Riprendi il brano sulla proposta di legge contro la maternità surrogata praticata all'estero e prosegui a scriverlo partendo dalla sua ultima frase.

_Brano di origine_.
===============

Per chiarire bene le cose e ricordare al Paese intero che qui da noi per la diversità non c’è spazio, Fratelli d’Italia ha presentato una proposta di legge che vorrebbe rendere illegale la maternità surrogata anche nei casi in cui essa sia effettuata all’estero. Se fino a ora, infatti, si è parlato di stepchild adoption, ovvero della possibilità, per il genitore non biologico, di adottare il figlio nato biologicamente dal proprio partner per mezzo di donazione di seme o gestazione per altri – e di difficoltà ce ne sono state fin troppe anche in questo senso – ora alcuni esponenti del partito di Giorgia Meloni vogliono rendere impossibile anche questa pratica.
Isabella Rauti, sottosegretaria alla Difesa, e Lucio Malan, capogruppo del partito, sono i firmatari di questa proposta, che parla di turismo procreativo, associando significati ulteriormente sgradevoli alla pratica che intendono denigrare. Come dicevamo all’inizio, la cura, i diritti e la dignità delle donne interessano a certe frange della nostra società solo quando farsene portavoce risulta funzionale ad altri scopi, primo tra tutti ostacolare i diritti della comunità LGBTQIA+ e delle famiglie omogenitoriali. Il testo di legge, dunque, prevede di applicare le pene previste per chi pratica la gestazione per altri in Italia – dai tre mesi ai due anni di carcere e multe dai 600mila al milione di euro – anche ai cittadini che la praticano all’estero.

===============

Voci di dati memorizzati:
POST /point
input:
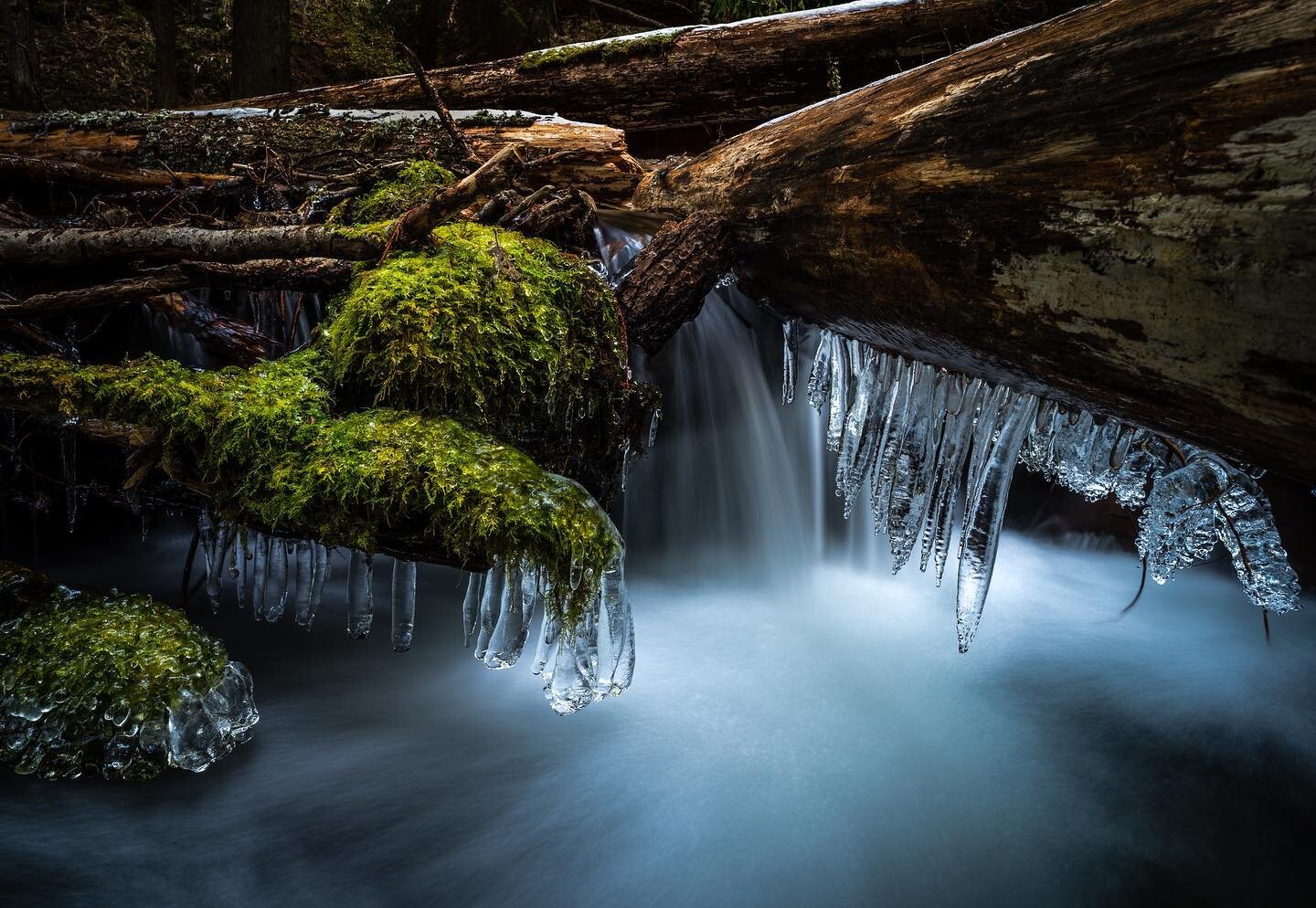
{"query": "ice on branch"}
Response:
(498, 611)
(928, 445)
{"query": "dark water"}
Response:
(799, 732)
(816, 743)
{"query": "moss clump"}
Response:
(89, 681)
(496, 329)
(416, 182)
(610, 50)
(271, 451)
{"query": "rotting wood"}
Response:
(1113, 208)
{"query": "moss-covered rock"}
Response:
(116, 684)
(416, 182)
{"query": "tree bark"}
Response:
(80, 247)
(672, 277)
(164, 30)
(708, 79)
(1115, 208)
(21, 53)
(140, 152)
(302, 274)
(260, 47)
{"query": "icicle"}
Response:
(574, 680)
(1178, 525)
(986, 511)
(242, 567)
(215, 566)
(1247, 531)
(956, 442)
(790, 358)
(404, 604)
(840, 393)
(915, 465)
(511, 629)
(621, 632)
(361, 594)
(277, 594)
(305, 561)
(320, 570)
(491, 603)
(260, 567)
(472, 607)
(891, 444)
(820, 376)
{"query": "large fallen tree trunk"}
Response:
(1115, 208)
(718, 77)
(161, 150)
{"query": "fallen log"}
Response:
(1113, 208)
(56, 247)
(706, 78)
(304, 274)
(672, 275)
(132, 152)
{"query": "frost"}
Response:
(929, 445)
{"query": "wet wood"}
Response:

===============

_Risposta_.
Che si tratti di un modo di negare dei diritti, e non di tutelare quelli delle donne, lo si può facilmente dedurre dal fatto che non viene prevista alcuna azione per rendere più accessibile la genitorialità per le coppie omosessuali. Mentre i sostenitori di questa proposta di legge, infatti, definiscono la gestazione per altri un esempio esecrabile di commercializzazione del corpo femminile e degli stessi bambini che nascono da tali pratiche, non si preoccupano di fornire un’alternativa. Non si preoccupano di rendere più accessibile l’adozione, per esempio. Perché, chiaramente, non è tutelare i diritti del corpo femminile il loro obiettivo, quanto rendere più difficile ottenere una famiglia alle persone che, nell’ideologia che li guida, dei figli non dovrebbero averli.
Per fortuna, se così si può dire, il disegno di legge presentato non è, in realtà, giuridicamente attuabile. A sottolinearli è Filomena Gallo, segretaria dell’Associazione Luca Coscioni, che spiega che per rendere perseguibile un reato commesso all’esterno è necessario che esso sia considerato tale anche nel Paese in cui è avvenuto. Una legge con questo testo verrebbe subito impugnata, perché non tiene presente il principio della doppia incriminazione. Si tratta, dunque, di un’iniziativa che non ha possibilità di vedere applicazione.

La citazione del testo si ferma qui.